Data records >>
= = = =
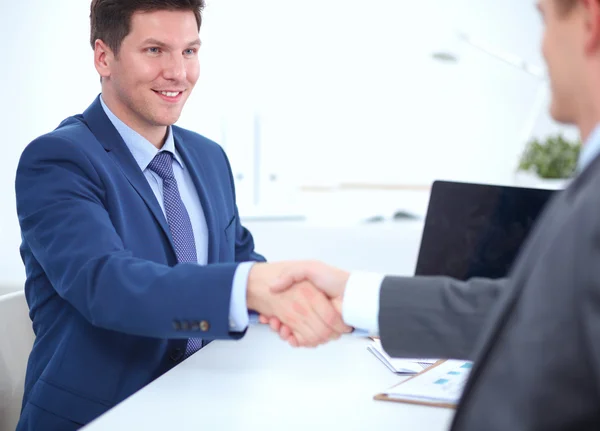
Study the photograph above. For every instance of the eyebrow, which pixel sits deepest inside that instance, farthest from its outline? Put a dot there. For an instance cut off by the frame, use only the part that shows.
(156, 42)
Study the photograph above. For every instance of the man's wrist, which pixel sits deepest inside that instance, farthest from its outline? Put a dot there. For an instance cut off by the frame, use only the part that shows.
(254, 287)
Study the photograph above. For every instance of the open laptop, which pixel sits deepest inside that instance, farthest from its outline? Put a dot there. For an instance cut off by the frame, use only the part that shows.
(476, 230)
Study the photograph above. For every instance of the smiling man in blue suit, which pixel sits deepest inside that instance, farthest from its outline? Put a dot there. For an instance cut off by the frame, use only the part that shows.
(133, 248)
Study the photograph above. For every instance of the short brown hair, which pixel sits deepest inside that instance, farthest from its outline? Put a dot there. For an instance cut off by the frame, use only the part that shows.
(565, 6)
(111, 19)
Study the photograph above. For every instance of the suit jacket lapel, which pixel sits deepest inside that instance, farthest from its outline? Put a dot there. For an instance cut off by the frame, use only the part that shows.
(202, 184)
(114, 145)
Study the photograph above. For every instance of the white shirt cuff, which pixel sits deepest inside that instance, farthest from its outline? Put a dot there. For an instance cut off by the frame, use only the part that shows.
(360, 308)
(238, 311)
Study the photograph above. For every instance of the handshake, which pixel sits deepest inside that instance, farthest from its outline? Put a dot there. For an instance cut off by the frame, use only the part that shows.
(302, 301)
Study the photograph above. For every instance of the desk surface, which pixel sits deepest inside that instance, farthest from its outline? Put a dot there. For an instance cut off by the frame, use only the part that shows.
(260, 383)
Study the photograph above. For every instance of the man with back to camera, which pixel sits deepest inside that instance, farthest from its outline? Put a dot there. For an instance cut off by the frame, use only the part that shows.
(534, 336)
(134, 252)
= = = =
Reproduce each line exactly as it appears, omitting the pictures.

Study the photograph above. For every instance of the eyebrow, which pixel sits deepest inside that instance, farthest from its outline? Put a dot there. For an instance cut off by the frame, use only the part that shows.
(156, 42)
Study the photograph above. For every instance of the man's wrist, which pixel sits deepest inside that instance, farthest from its outline? Put a dot there. For an instance cut off by the frame, use only the part that shows.
(254, 287)
Study the photograph above. For every instance of the open laptop, which pixel sits deepest inside that instance, farthest from its outline? Put a dot there. For an instance cut off by the frame, use only the part that shows.
(476, 230)
Study the photograph above. For every instance of the smiling man in blue suit, which pixel sits deepest inside that instance, farthest from its outline? Put a dot there. For an instance cut off by the frame, use only the part that shows.
(133, 248)
Study the photograph above. For every instance of the short brown hair, which pixel sits deepest inside that instance, farthest from its outline? Put a dot there. For an instance cut off by the frame, use only the part that shows.
(565, 6)
(111, 19)
Study the photograph above. For every instance of the suit jacket lapel, which pixel sits deepest inside that instance, farthest from its outline? Put a dot there. For an instance cut off by the frame, use only the part that shows.
(202, 184)
(114, 145)
Study the photograph above. For every instance of the white shirt cuff, which pixel sits deepest inside that instance, farthest from its outline? Put a dot there. For an instance cut off by the frame, use only the part that shows.
(360, 308)
(238, 311)
Study the photograph above. For every instance of the handshake, which pixel sits deepest inside that instance, farthest from its outline? Put a dot there. For an instance cut off by the frame, use only the part that shows.
(302, 301)
Study the photograph above. For every instance of the desk surface, which pixel sits deepest inside that instance, farthest from its outline? Put a dot there. For an instance cut off by the frame, use only the part that shows.
(260, 383)
Study the photograph above. For every instance of the man with back to camera, which pixel sits deepest inside that instance, farthest from its outline? Put a dot there. For an instance cut off by the frame, use only the part that shows.
(534, 336)
(134, 252)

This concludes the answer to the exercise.